### Provided material
◇ ◇ ◇ ◇

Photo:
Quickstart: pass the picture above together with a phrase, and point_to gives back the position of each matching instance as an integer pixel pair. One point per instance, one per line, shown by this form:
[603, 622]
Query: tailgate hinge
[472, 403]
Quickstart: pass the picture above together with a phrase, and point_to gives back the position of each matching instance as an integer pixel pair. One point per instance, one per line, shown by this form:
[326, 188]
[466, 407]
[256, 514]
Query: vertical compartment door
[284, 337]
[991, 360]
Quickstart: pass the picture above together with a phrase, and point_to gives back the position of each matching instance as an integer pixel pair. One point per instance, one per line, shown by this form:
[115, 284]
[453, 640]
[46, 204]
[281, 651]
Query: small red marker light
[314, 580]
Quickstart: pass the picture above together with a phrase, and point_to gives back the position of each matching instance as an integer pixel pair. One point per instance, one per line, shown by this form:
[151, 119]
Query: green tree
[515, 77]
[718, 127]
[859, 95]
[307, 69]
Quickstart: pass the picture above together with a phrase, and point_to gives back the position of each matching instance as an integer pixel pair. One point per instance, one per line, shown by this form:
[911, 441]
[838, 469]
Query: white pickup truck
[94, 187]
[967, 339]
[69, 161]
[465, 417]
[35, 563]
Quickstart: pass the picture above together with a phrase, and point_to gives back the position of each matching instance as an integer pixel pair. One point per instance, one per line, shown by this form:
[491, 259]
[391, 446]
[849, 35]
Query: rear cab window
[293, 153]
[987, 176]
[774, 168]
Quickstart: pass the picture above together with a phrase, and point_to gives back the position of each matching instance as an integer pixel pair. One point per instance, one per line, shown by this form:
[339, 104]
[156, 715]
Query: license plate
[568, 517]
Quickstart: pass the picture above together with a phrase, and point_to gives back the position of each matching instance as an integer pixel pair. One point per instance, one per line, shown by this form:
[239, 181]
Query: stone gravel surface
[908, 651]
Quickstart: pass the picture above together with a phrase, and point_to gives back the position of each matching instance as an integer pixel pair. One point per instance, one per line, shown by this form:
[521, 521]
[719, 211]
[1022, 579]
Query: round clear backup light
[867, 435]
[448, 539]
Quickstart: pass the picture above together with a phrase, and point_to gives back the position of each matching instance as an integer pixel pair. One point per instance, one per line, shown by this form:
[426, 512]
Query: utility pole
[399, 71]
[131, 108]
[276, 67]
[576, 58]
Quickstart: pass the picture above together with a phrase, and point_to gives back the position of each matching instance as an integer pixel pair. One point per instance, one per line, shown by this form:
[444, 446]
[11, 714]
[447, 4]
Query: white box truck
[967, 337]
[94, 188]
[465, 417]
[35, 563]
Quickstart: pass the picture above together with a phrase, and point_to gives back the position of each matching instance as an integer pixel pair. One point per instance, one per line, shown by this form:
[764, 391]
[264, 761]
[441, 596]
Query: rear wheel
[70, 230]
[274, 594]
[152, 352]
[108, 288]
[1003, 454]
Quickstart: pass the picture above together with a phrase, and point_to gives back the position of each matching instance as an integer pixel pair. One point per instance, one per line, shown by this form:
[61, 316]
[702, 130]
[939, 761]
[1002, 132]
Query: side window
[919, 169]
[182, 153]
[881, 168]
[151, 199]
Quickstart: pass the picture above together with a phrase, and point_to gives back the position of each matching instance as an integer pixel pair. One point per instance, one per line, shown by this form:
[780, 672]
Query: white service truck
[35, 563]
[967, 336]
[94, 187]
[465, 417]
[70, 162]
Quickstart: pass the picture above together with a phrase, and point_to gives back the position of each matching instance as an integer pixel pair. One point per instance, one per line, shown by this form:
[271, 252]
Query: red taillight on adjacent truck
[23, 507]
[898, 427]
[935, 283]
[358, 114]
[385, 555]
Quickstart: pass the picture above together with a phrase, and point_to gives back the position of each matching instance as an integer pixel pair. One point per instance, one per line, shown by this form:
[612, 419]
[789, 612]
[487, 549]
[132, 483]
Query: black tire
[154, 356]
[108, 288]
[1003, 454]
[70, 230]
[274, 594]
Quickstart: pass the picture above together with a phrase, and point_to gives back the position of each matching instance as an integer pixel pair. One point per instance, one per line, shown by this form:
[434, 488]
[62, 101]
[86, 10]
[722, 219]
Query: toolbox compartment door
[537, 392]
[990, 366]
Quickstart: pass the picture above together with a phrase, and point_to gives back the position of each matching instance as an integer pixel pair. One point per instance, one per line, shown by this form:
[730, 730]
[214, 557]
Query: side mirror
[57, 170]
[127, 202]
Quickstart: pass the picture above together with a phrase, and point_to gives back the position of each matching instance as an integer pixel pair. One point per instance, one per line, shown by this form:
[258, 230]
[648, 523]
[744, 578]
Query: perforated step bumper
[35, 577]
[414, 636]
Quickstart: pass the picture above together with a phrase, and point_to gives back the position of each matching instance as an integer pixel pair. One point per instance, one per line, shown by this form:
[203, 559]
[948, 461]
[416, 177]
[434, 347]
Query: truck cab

◇ ◇ ◇ ◇

### What is required
From the records above, extract everything verbatim.

### Written solution
Photo:
Quickstart: pass the picture above together with a phrase, and point_to gives back the position of each matching instance as an integer pixel pair. One point per instance, one per line, shown by this form:
[603, 622]
Query: tailgate hinge
[472, 403]
Quickstart: pass the picture above together with a phrase, and point_to gives back the position of each matching instance as an integer pixel pair. One point per instance, one per line, shown by this form:
[326, 188]
[466, 407]
[256, 514]
Query: vertical compartment door
[284, 337]
[991, 360]
Quickstart: pass the picture above together with a phrase, and point_to gives back the position of each matching instance as an integer pixel pair. One point per instance, one per line, shown by this form:
[115, 284]
[453, 640]
[46, 204]
[281, 651]
Query: small red marker light
[314, 580]
Quickstart: pass the picture above together with a phrase, and point_to gives back the position of each matching instance as an integer pixel pair. One point per instance, one per line, shown by this form:
[151, 119]
Query: green tree
[515, 77]
[718, 127]
[859, 95]
[307, 69]
Quickstart: pass the picture above together with a phrase, and point_to gives back the position of each matching instance as an integer pixel pair. One point per instance, one per line, shown by this form:
[911, 441]
[838, 469]
Query: white pickup truck
[94, 187]
[967, 339]
[69, 161]
[465, 417]
[35, 563]
Quickstart: pass the picture above together with a phrase, and point_to gives back the position of each matching instance as an integer pixel pair. One point per instance, one per line, shown by this form:
[491, 259]
[391, 446]
[849, 35]
Query: rear cab window
[293, 153]
[987, 176]
[774, 168]
Quickstart: pass the picture above together with a phrase, and point_to gives back the position of each matching instance as an integer pixel pair. One point per instance, one per line, shown by this form:
[339, 104]
[156, 715]
Query: license plate
[568, 517]
Quickstart: pass the picture above together with a phrase, and point_to gives back the position of each matching instance as an integer pixel pair. One point per instance, one per line, shown by this form:
[239, 181]
Query: stone gravel surface
[908, 651]
Quickstart: pass the picture above together with a phrase, and point_to gives back the position of each matching instance as an integer pixel pair. One point per instance, one per line, shown by this form:
[521, 521]
[719, 211]
[1022, 579]
Query: round clear backup light
[867, 435]
[448, 539]
Quickstart: pass the picture above together with a phrase, and point_to gives back the position of each matching instance as an integer pixel pair. One point per instance, one per line, shown by this form:
[426, 512]
Query: utility pole
[399, 71]
[131, 108]
[276, 67]
[576, 58]
Quickstart: pass the picture above together with a phrase, and point_to gives back the position of each matching instance as an integer pixel pair. One point per instance, one per line, shown by this form:
[444, 446]
[11, 714]
[447, 4]
Query: white box truck
[967, 337]
[94, 188]
[465, 417]
[35, 563]
Quickstart: pass the picture above together with a phrase, and point_to gives back the position of each matching instance as an integer pixel pair. One point per instance, one per line, shown by this form:
[764, 391]
[264, 761]
[441, 596]
Query: rear wheel
[70, 230]
[274, 594]
[152, 352]
[108, 288]
[1003, 454]
Quickstart: pass the picture above together with a phrase, and point_to gives back the position of each matching instance as an integer pixel pair. One point per instance, one per line, shown by this form:
[61, 316]
[702, 130]
[939, 761]
[1002, 132]
Query: side window
[919, 169]
[182, 153]
[881, 168]
[151, 199]
Quickstart: pass the picture above together with a phrase, and point_to gives back the position of each matching instance as an integer pixel pair. One point per instance, one per line, shown by this form:
[780, 672]
Query: white service truck
[35, 563]
[967, 336]
[94, 187]
[465, 417]
[70, 162]
Quickstart: pass the picture above together with a phrase, and point_to gives back the position of each matching instance as an integer pixel pair. One point per instance, one per line, shown by this form:
[271, 252]
Query: red taillight on adjacent truck
[23, 507]
[898, 427]
[935, 283]
[358, 114]
[385, 555]
Quickstart: pass the picture above together with a phrase, and point_to gives back the position of each matching instance as an integer pixel pair. One point per instance, one per line, shown by this form:
[612, 419]
[789, 612]
[487, 549]
[132, 483]
Query: black tire
[154, 356]
[108, 288]
[1003, 454]
[70, 230]
[274, 594]
Quickstart: pass the picture above together with a phrase, and point_to gives back the position of each matching instance as an integer pixel pair. One point per instance, one per line, shown by this form:
[434, 488]
[62, 101]
[86, 10]
[722, 219]
Query: toolbox compartment door
[537, 392]
[990, 366]
Quickstart: pass the picture above together with a phrase, and point_to gives back the position of each matching instance as an integer pixel pair. One point per instance, one per line, shown by this form:
[730, 730]
[214, 557]
Query: side mirror
[57, 170]
[127, 202]
Quickstart: pass the picture above together with a phrase, and point_to gives back the position of each matching instance as an integer pixel pair. One point per instance, one per line, shown by this form:
[258, 230]
[648, 523]
[744, 578]
Query: perforated step bumper
[35, 577]
[414, 636]
Quickstart: pass the picture above together with a phrase, and point_to gives back the position of each matching instance as an integer pixel pair. One point per instance, one per line, shown by this form:
[203, 559]
[948, 461]
[416, 177]
[434, 347]
Query: truck cab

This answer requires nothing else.